:: Supplied information ::

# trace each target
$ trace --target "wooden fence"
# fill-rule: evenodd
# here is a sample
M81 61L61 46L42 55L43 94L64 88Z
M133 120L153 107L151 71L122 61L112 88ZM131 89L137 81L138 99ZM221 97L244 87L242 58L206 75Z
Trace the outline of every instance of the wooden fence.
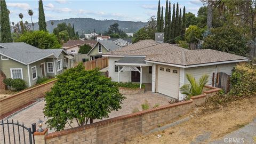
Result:
M75 62L75 66L77 66L78 63L79 62ZM85 67L85 70L92 70L95 68L101 69L108 66L108 58L102 57L90 60L83 62L83 65Z

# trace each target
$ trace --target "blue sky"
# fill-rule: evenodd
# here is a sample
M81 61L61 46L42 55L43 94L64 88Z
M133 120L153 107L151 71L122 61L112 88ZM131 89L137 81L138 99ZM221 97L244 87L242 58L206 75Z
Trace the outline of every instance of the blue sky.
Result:
M32 9L34 15L33 22L38 18L38 1L9 1L6 4L11 11L11 22L20 21L19 13L23 14L23 21L30 22L27 13ZM165 1L161 1L164 7ZM196 15L199 8L203 5L199 0L171 1L172 5L179 2L180 7L185 6L186 12ZM158 1L43 1L46 20L61 20L70 18L91 18L98 20L115 19L119 20L146 22L150 16L156 15Z

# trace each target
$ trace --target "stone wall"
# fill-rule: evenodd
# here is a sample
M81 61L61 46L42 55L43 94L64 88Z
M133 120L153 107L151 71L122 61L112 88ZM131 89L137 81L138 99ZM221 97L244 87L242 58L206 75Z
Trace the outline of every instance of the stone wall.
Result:
M119 87L119 92L123 94L134 94L143 93L145 92L145 88L131 89L126 87Z
M110 118L47 134L46 143L116 143L143 134L185 114L220 90L211 87L190 100Z
M11 96L0 100L0 115L4 115L31 101L44 97L51 90L57 79L23 90ZM10 105L10 103L11 103Z

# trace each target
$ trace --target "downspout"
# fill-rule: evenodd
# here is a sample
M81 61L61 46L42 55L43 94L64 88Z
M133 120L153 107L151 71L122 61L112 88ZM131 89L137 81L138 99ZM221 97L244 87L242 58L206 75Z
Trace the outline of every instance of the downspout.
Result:
M31 82L30 82L30 75L29 75L29 65L27 65L28 67L28 84L29 87L31 86Z

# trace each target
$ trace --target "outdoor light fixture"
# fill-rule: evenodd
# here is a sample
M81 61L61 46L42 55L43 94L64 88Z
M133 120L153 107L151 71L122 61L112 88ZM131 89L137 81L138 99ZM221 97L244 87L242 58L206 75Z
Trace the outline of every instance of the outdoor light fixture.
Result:
M38 129L38 130L37 131L38 132L42 132L44 131L44 130L42 129L42 126L43 126L43 121L42 121L42 120L40 118L39 118L39 121L38 121L39 129Z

:::

**Task goal**.
Pictures stay out; repeat all the rest of the records exactly.

**Reply to the task**.
# trace each target
$ trace --target "wooden fence"
# fill-rule: evenodd
# here is a sample
M81 61L61 46L42 55L43 94L64 88Z
M133 120L153 107L151 71L122 61L112 88ZM131 89L137 81L138 99ZM221 97L244 87L242 58L206 75Z
Trace the outline of every instance of the wooden fence.
Result:
M75 62L75 66L77 66L78 63L79 62ZM85 67L85 70L92 70L95 68L101 69L108 66L108 58L102 57L90 60L83 62L83 65Z

# trace each target
$ trace --target "blue sky"
# fill-rule: evenodd
# here is a sample
M81 61L61 46L42 55L43 94L64 88Z
M133 120L153 107L151 71L122 61L112 88ZM131 89L137 81L138 99ZM221 97L244 87L242 58L206 75Z
Trace the outline of every instance of the blue sky.
Result:
M32 9L34 15L33 22L38 18L38 1L9 1L6 4L11 11L11 22L20 21L19 13L23 14L23 21L30 22L27 13ZM165 1L161 1L164 7ZM196 15L199 8L203 5L199 0L171 1L172 5L179 2L180 7L185 6L186 12ZM158 1L43 1L46 20L61 20L70 18L91 18L98 20L115 19L119 20L146 22L150 16L156 15Z

# trace each target
$ trace --target "stone wall"
# fill-rule: evenodd
# here is a sample
M81 61L61 46L42 55L43 94L64 88Z
M133 120L153 107L151 71L122 61L112 88ZM131 89L137 81L138 99ZM221 97L244 87L242 58L206 75Z
Trace the outline of every instance of the stone wall.
Result:
M119 87L119 92L123 94L134 94L143 93L145 92L145 88L131 89L126 87Z
M110 118L47 134L46 143L116 143L143 134L185 114L220 90L211 87L190 100Z
M11 96L0 100L0 115L4 115L31 101L44 97L51 90L57 79L23 90ZM10 105L10 103L11 103Z

# trace each target
$ trace --target "downspout"
# fill-rule: evenodd
# here is a sample
M81 61L61 46L42 55L43 94L64 88Z
M133 120L153 107L151 71L122 61L112 88ZM131 89L137 81L138 99ZM221 97L244 87L242 58L206 75Z
Trace the outline of every instance of the downspout.
Result:
M31 82L30 82L30 75L29 75L29 65L27 65L28 67L28 84L29 87L31 86Z

# trace each target
$ trace --target "outdoor light fixture"
# fill-rule: evenodd
# here is a sample
M81 61L61 46L42 55L43 94L64 88Z
M133 120L153 107L151 71L122 61L112 88ZM131 89L137 81L138 99ZM221 97L244 87L242 58L206 75Z
Trace the outline of every instance of the outdoor light fixture.
Result:
M38 129L38 130L37 131L38 132L42 132L44 131L44 130L42 129L42 126L43 126L43 121L42 121L42 120L40 118L39 118L39 121L38 121L39 129Z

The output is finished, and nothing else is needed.